┏━━

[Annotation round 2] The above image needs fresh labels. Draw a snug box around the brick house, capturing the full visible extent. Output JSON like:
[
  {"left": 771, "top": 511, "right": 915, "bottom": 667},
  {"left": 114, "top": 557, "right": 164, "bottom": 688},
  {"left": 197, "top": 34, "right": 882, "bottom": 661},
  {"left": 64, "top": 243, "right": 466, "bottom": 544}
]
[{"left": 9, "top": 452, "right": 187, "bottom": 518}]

┗━━
┏━━

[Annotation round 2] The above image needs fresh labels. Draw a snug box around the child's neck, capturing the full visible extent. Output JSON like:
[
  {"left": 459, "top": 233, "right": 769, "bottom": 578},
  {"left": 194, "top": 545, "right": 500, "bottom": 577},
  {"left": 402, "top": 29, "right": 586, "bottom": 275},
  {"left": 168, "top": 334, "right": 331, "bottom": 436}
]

┗━━

* **Your objective**
Return every line from the entries above that contains the word "capturing", treating uppercase and lowercase letters as different.

* **Response to the exercise**
[Annotation round 2] The above image needs fresh labels. Draw a snug box around the brick house, capturing the full visible extent. Output JSON like:
[Annotation round 2] The above image needs fresh labels. Draw a snug box around the child's neck, capturing the full visible extent. Output JSON like:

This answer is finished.